§ Article
=-=-=-=-=
Expensive, important investments typically send people to the internet. House hunters turn to websites and social media platforms to help them find the right home in the right neighborhood at the right price. Car buyers, too, take to the internet to find just the right vehicle. So if digital tools are vital for consumers making major purchases, it’s no wonder that recruiters turn to search engines to find the right talent. 

Recruiting products company Jobvite released its latest Recruiter Nation Survey in September, which reports that 92 percent of recruiters use social media to find top candidates. The trick for recruiters is getting past what seems like an intimidating search for an elusive needle in a massive haystack. They need a practical and precise way to turn up promising candidates. Kelly Dingee, director of strategic recruiting at Staffing Advisors, offers some suggestions.

Dingee recently conducted a Business and Legal Resources webinar titled “Digital Profiles—The New Resume: How to Search Online Profiles for Recruitment Success” (HR Laws can listen at http://www.hrlaws.com/audio/YM6051) in which she offered some tips and explained why going digital is important even as employers and jobseekers cling to more old-fashioned tools such as traditional resumes.

Resumes not going away
Dingee says the vast majority of human resources and recruiting professionals would answer an emphatic no if asked whether the traditional resume is dead. “It’s something that is normal in our world,” she says, but “it is awful to do … we all struggle with it.” Jobseekers with many years of experience find it especially difficult to keep a resume updated.

So even though traditional resumes present downsides for jobseekers—who have to worry about formatting and getting everything ordered correctly—and for recruiters—who have to review piles of resumes—they’re not going away. The old-fashioned resume is “really something that’s still required when everybody applies for a position,” Dingee says. “Very few companies don’t require it.”
=-=-=-=-=
§ Information provided
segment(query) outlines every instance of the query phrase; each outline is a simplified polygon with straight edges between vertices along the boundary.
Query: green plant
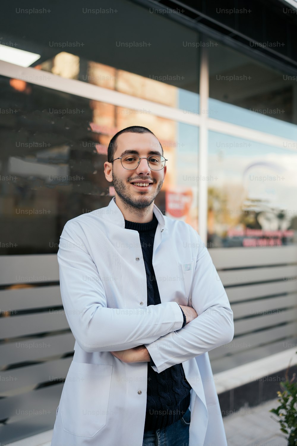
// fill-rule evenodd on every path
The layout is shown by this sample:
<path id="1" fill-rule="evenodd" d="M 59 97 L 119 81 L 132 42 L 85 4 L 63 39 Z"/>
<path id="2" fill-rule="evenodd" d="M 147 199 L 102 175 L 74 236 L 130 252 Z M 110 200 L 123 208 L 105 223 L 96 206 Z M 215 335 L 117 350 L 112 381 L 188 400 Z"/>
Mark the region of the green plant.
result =
<path id="1" fill-rule="evenodd" d="M 285 374 L 286 380 L 280 384 L 283 392 L 277 392 L 279 397 L 277 401 L 281 404 L 269 412 L 277 416 L 279 419 L 276 421 L 280 424 L 281 430 L 288 435 L 288 446 L 297 446 L 297 383 L 295 381 L 296 373 L 289 380 L 289 364 Z"/>

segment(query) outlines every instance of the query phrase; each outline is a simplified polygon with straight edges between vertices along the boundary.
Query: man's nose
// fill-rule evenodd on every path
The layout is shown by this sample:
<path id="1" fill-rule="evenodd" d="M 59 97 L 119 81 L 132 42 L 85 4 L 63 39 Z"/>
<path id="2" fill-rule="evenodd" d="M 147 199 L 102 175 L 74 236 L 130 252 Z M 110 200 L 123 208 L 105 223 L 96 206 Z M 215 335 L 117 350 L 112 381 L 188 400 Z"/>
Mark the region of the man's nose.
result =
<path id="1" fill-rule="evenodd" d="M 147 175 L 151 173 L 151 169 L 146 158 L 141 158 L 135 171 L 138 174 L 142 173 L 143 175 Z"/>

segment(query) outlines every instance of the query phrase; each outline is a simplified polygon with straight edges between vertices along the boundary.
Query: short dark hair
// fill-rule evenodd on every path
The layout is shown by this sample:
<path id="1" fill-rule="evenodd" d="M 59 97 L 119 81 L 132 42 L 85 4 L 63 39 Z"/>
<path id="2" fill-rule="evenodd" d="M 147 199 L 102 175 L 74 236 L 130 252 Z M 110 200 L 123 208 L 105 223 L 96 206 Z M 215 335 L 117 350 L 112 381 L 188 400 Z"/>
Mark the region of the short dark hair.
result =
<path id="1" fill-rule="evenodd" d="M 126 127 L 126 128 L 123 128 L 122 130 L 120 130 L 117 133 L 116 133 L 114 136 L 113 136 L 110 140 L 110 142 L 108 145 L 108 149 L 107 149 L 107 160 L 108 162 L 111 162 L 111 161 L 114 159 L 114 152 L 117 149 L 117 140 L 118 137 L 120 135 L 122 135 L 122 133 L 151 133 L 152 135 L 154 135 L 154 136 L 156 135 L 155 135 L 152 132 L 149 130 L 148 128 L 146 128 L 146 127 L 142 127 L 140 125 L 132 125 L 130 127 Z M 156 136 L 156 137 L 157 137 Z M 157 138 L 158 139 L 158 138 Z M 158 140 L 158 141 L 159 140 Z M 159 141 L 160 143 L 160 141 Z M 161 143 L 160 143 L 160 145 L 161 146 L 161 148 L 162 149 L 162 155 L 163 154 L 163 148 L 162 145 L 161 145 Z"/>

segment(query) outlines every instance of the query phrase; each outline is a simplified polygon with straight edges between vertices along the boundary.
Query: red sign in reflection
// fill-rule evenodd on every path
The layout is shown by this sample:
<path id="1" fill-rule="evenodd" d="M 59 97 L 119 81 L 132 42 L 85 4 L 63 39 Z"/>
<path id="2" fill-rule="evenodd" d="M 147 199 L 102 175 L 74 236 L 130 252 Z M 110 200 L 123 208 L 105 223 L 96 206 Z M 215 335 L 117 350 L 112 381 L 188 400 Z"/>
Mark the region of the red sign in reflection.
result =
<path id="1" fill-rule="evenodd" d="M 179 218 L 188 214 L 193 201 L 191 189 L 183 191 L 167 190 L 165 194 L 166 212 L 172 217 Z"/>

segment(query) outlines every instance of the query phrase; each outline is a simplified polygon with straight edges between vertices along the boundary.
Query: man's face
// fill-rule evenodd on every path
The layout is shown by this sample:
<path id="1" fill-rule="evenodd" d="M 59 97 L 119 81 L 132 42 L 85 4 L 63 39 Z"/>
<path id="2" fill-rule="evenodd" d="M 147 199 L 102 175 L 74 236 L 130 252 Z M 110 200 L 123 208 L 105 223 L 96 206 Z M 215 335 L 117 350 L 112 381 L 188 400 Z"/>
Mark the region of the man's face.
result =
<path id="1" fill-rule="evenodd" d="M 140 158 L 147 158 L 152 154 L 163 154 L 159 141 L 151 133 L 125 133 L 117 138 L 117 149 L 113 159 L 122 157 L 124 152 L 131 150 L 137 150 Z M 151 151 L 155 153 L 151 153 Z M 166 166 L 160 170 L 154 170 L 150 168 L 147 161 L 144 158 L 140 160 L 138 166 L 133 170 L 123 167 L 121 160 L 114 161 L 112 165 L 111 173 L 114 190 L 122 200 L 138 209 L 149 206 L 162 187 Z M 150 183 L 150 185 L 136 186 L 132 184 L 144 180 Z"/>

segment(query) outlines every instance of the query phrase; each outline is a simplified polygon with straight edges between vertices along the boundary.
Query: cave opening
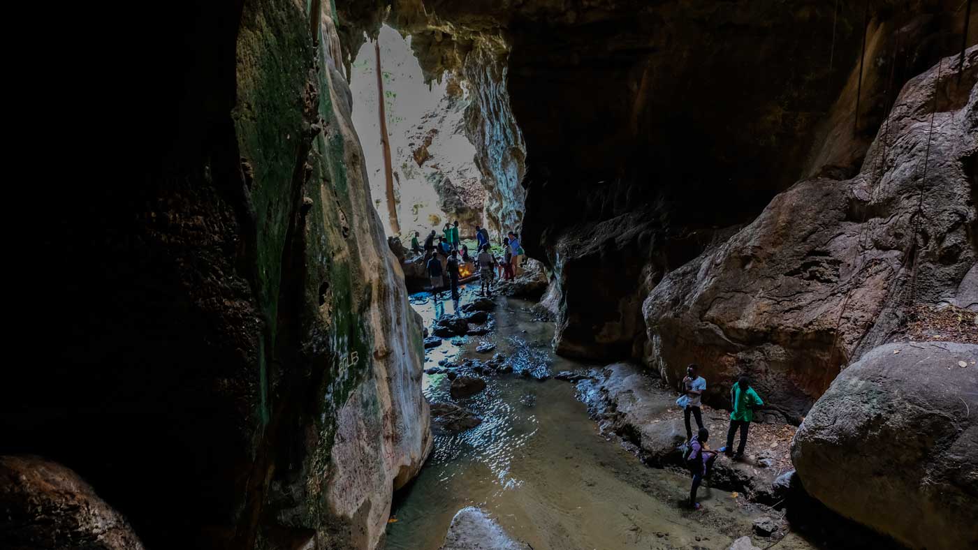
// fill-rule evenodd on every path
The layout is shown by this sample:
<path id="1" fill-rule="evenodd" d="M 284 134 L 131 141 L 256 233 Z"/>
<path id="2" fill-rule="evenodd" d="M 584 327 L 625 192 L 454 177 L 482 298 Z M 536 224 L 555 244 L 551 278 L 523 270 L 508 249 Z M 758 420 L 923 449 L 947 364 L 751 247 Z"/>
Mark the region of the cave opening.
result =
<path id="1" fill-rule="evenodd" d="M 978 545 L 970 1 L 141 7 L 36 63 L 0 547 Z"/>
<path id="2" fill-rule="evenodd" d="M 480 110 L 474 84 L 461 71 L 425 73 L 412 42 L 410 34 L 383 24 L 360 46 L 349 67 L 353 123 L 384 233 L 410 246 L 416 232 L 423 241 L 429 232 L 441 235 L 445 224 L 458 221 L 463 238 L 474 238 L 475 228 L 483 227 L 501 240 L 501 232 L 518 231 L 523 203 L 521 194 L 508 196 L 495 189 L 500 175 L 492 173 L 487 159 L 492 144 L 481 150 L 473 145 L 474 139 L 485 148 L 494 139 L 480 140 L 477 133 L 498 124 L 483 119 L 496 113 Z M 516 225 L 504 227 L 508 220 Z M 395 224 L 399 232 L 393 231 Z"/>

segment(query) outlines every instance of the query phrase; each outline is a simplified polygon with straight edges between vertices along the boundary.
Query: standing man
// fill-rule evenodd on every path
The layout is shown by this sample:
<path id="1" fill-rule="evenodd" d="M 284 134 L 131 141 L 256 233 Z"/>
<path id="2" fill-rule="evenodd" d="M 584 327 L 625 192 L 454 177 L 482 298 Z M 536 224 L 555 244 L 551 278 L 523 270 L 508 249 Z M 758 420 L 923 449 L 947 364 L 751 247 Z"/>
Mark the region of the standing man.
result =
<path id="1" fill-rule="evenodd" d="M 422 245 L 420 242 L 418 242 L 418 237 L 421 235 L 422 233 L 415 232 L 415 236 L 411 237 L 411 251 L 414 252 L 415 254 L 418 254 L 419 252 L 422 251 Z"/>
<path id="2" fill-rule="evenodd" d="M 686 441 L 692 439 L 692 429 L 689 426 L 689 414 L 696 418 L 696 428 L 703 429 L 703 416 L 699 410 L 700 400 L 703 390 L 706 389 L 706 380 L 698 374 L 699 366 L 691 363 L 686 367 L 686 378 L 683 379 L 683 396 L 676 400 L 676 404 L 683 407 L 686 419 Z"/>
<path id="3" fill-rule="evenodd" d="M 438 254 L 431 252 L 428 256 L 427 262 L 428 276 L 431 277 L 431 294 L 434 296 L 434 301 L 437 302 L 441 299 L 441 261 L 438 260 Z"/>
<path id="4" fill-rule="evenodd" d="M 519 237 L 512 232 L 510 232 L 510 251 L 512 254 L 512 276 L 516 276 L 519 275 L 519 253 L 522 248 L 519 246 Z"/>
<path id="5" fill-rule="evenodd" d="M 734 458 L 743 457 L 743 447 L 747 446 L 747 428 L 754 420 L 754 409 L 764 404 L 757 392 L 750 387 L 746 376 L 740 376 L 731 388 L 731 402 L 734 410 L 731 412 L 731 429 L 727 431 L 727 446 L 723 449 L 728 456 L 734 450 L 734 435 L 740 430 L 740 444 L 736 447 Z"/>
<path id="6" fill-rule="evenodd" d="M 448 278 L 452 285 L 452 300 L 459 299 L 459 251 L 452 250 L 448 258 Z"/>
<path id="7" fill-rule="evenodd" d="M 478 226 L 475 226 L 475 240 L 478 243 L 475 249 L 478 250 L 479 253 L 481 254 L 482 247 L 485 246 L 486 244 L 489 244 L 489 238 L 482 233 L 482 228 Z"/>
<path id="8" fill-rule="evenodd" d="M 496 258 L 489 253 L 489 244 L 483 244 L 476 260 L 479 264 L 479 296 L 489 296 L 493 275 L 496 273 Z"/>
<path id="9" fill-rule="evenodd" d="M 458 250 L 459 245 L 462 244 L 462 239 L 459 238 L 459 221 L 456 220 L 455 224 L 452 226 L 452 248 Z"/>

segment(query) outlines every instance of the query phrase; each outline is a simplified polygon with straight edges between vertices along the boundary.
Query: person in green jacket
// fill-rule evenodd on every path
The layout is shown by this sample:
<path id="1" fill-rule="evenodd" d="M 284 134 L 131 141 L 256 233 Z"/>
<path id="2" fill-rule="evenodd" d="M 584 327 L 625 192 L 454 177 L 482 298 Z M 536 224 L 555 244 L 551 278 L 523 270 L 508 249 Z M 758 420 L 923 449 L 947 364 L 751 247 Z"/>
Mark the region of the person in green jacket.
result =
<path id="1" fill-rule="evenodd" d="M 455 221 L 455 225 L 452 226 L 452 238 L 449 239 L 449 242 L 452 243 L 452 248 L 454 248 L 456 250 L 458 250 L 459 249 L 459 245 L 462 244 L 462 239 L 459 238 L 459 221 L 458 220 L 456 220 Z"/>
<path id="2" fill-rule="evenodd" d="M 411 251 L 415 254 L 422 251 L 422 244 L 418 242 L 418 237 L 421 235 L 422 233 L 415 232 L 415 236 L 411 237 Z"/>
<path id="3" fill-rule="evenodd" d="M 737 445 L 734 458 L 741 458 L 743 447 L 747 445 L 747 428 L 754 419 L 754 409 L 764 404 L 764 402 L 750 387 L 747 377 L 741 376 L 731 388 L 731 402 L 734 410 L 731 412 L 731 428 L 727 431 L 727 446 L 720 450 L 730 456 L 734 449 L 734 435 L 740 430 L 740 444 Z"/>

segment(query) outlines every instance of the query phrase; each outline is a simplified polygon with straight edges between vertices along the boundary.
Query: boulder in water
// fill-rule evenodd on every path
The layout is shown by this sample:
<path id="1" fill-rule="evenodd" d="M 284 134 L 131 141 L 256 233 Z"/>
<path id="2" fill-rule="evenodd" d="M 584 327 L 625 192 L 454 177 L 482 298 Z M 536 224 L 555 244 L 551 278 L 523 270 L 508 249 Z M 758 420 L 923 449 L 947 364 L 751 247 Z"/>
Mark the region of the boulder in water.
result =
<path id="1" fill-rule="evenodd" d="M 478 508 L 459 510 L 441 550 L 522 550 L 521 546 Z"/>
<path id="2" fill-rule="evenodd" d="M 434 321 L 435 336 L 447 338 L 449 336 L 461 336 L 468 330 L 468 322 L 465 318 L 456 316 L 444 316 Z"/>
<path id="3" fill-rule="evenodd" d="M 470 322 L 473 324 L 482 324 L 483 322 L 489 320 L 489 312 L 475 311 L 469 314 L 466 314 L 463 318 L 466 322 Z"/>
<path id="4" fill-rule="evenodd" d="M 740 538 L 734 541 L 731 547 L 727 550 L 761 550 L 750 540 L 749 536 L 741 536 Z"/>
<path id="5" fill-rule="evenodd" d="M 476 298 L 470 303 L 462 306 L 462 312 L 470 314 L 472 312 L 491 312 L 496 309 L 496 302 L 491 298 Z"/>
<path id="6" fill-rule="evenodd" d="M 474 376 L 459 376 L 452 380 L 449 394 L 453 399 L 467 398 L 473 396 L 486 388 L 486 381 Z"/>
<path id="7" fill-rule="evenodd" d="M 10 548 L 143 549 L 125 518 L 84 480 L 39 456 L 0 456 L 0 538 Z"/>
<path id="8" fill-rule="evenodd" d="M 795 434 L 805 489 L 911 548 L 974 547 L 976 360 L 975 345 L 910 342 L 848 366 Z"/>
<path id="9" fill-rule="evenodd" d="M 482 419 L 467 408 L 450 402 L 431 403 L 431 426 L 436 430 L 462 432 L 482 423 Z"/>

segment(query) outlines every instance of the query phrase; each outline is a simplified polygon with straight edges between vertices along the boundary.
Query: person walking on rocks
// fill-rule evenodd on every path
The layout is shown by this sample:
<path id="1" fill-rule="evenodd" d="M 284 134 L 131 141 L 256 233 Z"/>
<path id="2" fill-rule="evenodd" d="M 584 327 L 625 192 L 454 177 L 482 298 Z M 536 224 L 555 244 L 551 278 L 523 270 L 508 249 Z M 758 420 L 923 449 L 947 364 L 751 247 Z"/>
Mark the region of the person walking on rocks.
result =
<path id="1" fill-rule="evenodd" d="M 512 233 L 510 233 L 512 234 Z M 503 238 L 503 280 L 510 280 L 512 275 L 512 247 L 510 246 L 510 238 Z"/>
<path id="2" fill-rule="evenodd" d="M 462 239 L 459 238 L 459 221 L 458 220 L 455 221 L 455 224 L 452 226 L 452 229 L 450 230 L 450 233 L 451 233 L 452 238 L 449 239 L 449 242 L 452 245 L 452 248 L 458 250 L 459 249 L 459 245 L 462 244 Z"/>
<path id="3" fill-rule="evenodd" d="M 475 226 L 475 241 L 477 243 L 477 245 L 475 246 L 475 249 L 478 250 L 479 253 L 482 252 L 482 247 L 483 246 L 485 246 L 486 244 L 489 244 L 489 235 L 488 235 L 487 233 L 484 233 L 484 232 L 485 232 L 485 230 L 483 230 L 482 228 L 480 228 L 478 226 Z"/>
<path id="4" fill-rule="evenodd" d="M 689 439 L 689 454 L 687 455 L 686 464 L 692 474 L 692 487 L 689 487 L 689 507 L 699 510 L 701 506 L 696 502 L 696 490 L 703 478 L 708 478 L 713 462 L 719 454 L 715 450 L 706 448 L 706 441 L 710 439 L 710 433 L 706 428 L 700 428 L 699 432 Z"/>
<path id="5" fill-rule="evenodd" d="M 459 252 L 452 250 L 448 258 L 448 279 L 452 287 L 452 300 L 459 299 Z"/>
<path id="6" fill-rule="evenodd" d="M 418 237 L 421 235 L 422 233 L 415 232 L 415 236 L 411 237 L 411 251 L 415 254 L 422 251 L 422 245 L 418 242 Z"/>
<path id="7" fill-rule="evenodd" d="M 480 248 L 478 258 L 479 264 L 479 296 L 489 296 L 489 288 L 492 286 L 492 279 L 496 275 L 496 257 L 489 252 L 489 243 L 483 244 Z"/>
<path id="8" fill-rule="evenodd" d="M 727 446 L 723 447 L 728 456 L 734 450 L 734 435 L 740 430 L 740 444 L 736 447 L 736 454 L 734 458 L 743 457 L 743 448 L 747 446 L 747 429 L 754 420 L 754 409 L 764 404 L 757 392 L 750 387 L 746 376 L 741 376 L 736 384 L 731 388 L 731 403 L 734 410 L 731 411 L 731 428 L 727 431 Z"/>
<path id="9" fill-rule="evenodd" d="M 686 367 L 686 378 L 683 378 L 683 396 L 676 400 L 676 404 L 683 407 L 686 420 L 686 441 L 692 439 L 692 428 L 689 426 L 689 415 L 696 419 L 696 427 L 703 429 L 703 415 L 699 409 L 703 391 L 706 390 L 706 380 L 697 374 L 699 366 L 692 363 Z"/>
<path id="10" fill-rule="evenodd" d="M 428 276 L 431 277 L 431 295 L 434 296 L 435 302 L 441 299 L 441 260 L 438 259 L 438 255 L 432 252 L 428 256 L 427 261 L 427 271 Z"/>
<path id="11" fill-rule="evenodd" d="M 424 237 L 424 253 L 428 254 L 434 250 L 434 230 L 431 230 L 431 234 Z"/>

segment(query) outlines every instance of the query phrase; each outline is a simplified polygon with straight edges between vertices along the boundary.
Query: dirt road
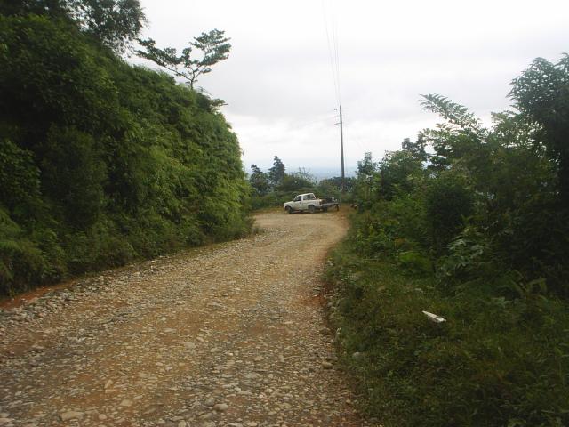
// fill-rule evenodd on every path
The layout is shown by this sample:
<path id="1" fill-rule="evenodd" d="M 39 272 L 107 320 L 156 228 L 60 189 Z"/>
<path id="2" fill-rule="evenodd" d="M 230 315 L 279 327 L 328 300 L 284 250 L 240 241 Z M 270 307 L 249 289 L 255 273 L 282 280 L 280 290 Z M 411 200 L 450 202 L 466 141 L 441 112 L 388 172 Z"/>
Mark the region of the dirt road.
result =
<path id="1" fill-rule="evenodd" d="M 0 312 L 0 425 L 361 426 L 318 278 L 340 214 L 78 281 Z"/>

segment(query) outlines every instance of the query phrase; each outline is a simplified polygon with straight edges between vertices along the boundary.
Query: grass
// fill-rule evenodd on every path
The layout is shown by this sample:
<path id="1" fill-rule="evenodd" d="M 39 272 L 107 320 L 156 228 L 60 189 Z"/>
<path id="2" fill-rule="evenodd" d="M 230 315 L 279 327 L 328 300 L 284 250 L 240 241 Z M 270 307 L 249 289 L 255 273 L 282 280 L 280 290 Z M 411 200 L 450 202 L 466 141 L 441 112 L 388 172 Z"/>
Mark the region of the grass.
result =
<path id="1" fill-rule="evenodd" d="M 360 409 L 386 427 L 569 425 L 566 302 L 450 294 L 353 243 L 333 253 L 325 278 Z"/>

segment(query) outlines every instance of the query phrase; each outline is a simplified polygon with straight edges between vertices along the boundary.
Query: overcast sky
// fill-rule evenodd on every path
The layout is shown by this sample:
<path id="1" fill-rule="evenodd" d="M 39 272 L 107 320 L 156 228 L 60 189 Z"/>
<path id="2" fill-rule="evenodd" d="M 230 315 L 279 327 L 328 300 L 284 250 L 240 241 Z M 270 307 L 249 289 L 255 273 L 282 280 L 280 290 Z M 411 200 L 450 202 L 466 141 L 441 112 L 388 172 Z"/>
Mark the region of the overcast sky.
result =
<path id="1" fill-rule="evenodd" d="M 445 95 L 487 122 L 509 108 L 509 83 L 534 58 L 569 52 L 567 0 L 141 3 L 143 36 L 160 47 L 181 49 L 213 28 L 231 37 L 229 58 L 197 85 L 228 103 L 247 167 L 268 168 L 276 155 L 288 171 L 340 171 L 339 101 L 349 168 L 437 122 L 421 94 Z"/>

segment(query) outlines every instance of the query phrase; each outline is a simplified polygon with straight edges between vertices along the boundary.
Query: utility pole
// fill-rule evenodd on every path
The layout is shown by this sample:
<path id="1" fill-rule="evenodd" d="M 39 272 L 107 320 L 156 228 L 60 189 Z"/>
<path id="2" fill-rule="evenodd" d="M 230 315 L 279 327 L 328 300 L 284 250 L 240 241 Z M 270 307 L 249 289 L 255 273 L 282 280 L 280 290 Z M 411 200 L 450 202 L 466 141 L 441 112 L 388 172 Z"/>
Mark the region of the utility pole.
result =
<path id="1" fill-rule="evenodd" d="M 340 105 L 340 154 L 341 157 L 341 194 L 344 194 L 344 127 L 343 121 L 341 119 L 341 104 Z"/>

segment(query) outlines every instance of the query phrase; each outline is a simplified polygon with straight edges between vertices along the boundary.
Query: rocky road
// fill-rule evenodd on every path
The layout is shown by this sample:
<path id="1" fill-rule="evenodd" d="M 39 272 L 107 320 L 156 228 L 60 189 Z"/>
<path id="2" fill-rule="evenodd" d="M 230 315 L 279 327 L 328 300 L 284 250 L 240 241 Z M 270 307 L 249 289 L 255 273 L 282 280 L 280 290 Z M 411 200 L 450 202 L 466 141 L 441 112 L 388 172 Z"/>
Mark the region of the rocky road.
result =
<path id="1" fill-rule="evenodd" d="M 319 277 L 341 213 L 109 270 L 0 310 L 0 426 L 365 426 Z"/>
=-=-=-=-=
§ Problem set
[1] In the recruiting article, what share of recruiters does the Jobvite survey say use social media to find top candidates?
[2] Pick up the recruiting article after its last sentence and keep writing.
You won't need the items for anything here.

§ Outputs in order
[1] 92 percent.

[2]
But since the late 1990s, digital profiles have been growing in importance. Almost all job candidates—even the passive ones—have claimed their space on the internet, and businesses have grown up to help employers turn an internet candidate search into a successful hire. “So in some respects, profiles are the new online, digital resume,” Dingee says.

LinkedIn remains the go-to network for both recruiters and jobseekers. Dingee says the career site is a great place for people to build profiles, showcase examples of their work, and network with other people. It’s not the only choice, though.

Dingee says she frequently goes to about.me, a site that allows people to introduce themselves and show their talents in expansive ways. But recruiters have an ever-increasing array of other sites to consult. She suggests recruiters keep on top of the constantly changing world of useful internet sites by checking Search Engine Journal. She points to a September article listing a number of sites useful to recruiters.

Social networks can be useful
In addition to career-oriented platforms, Dingee says she often turns up possibilities by searching the more social sites such as Facebook, Twitter, Instagram, and Pinterest. Those sites can provide a great way to find people with the interests she’s looking for, but they require a recruiter to put on blinders to avoid inappropriate discrimination.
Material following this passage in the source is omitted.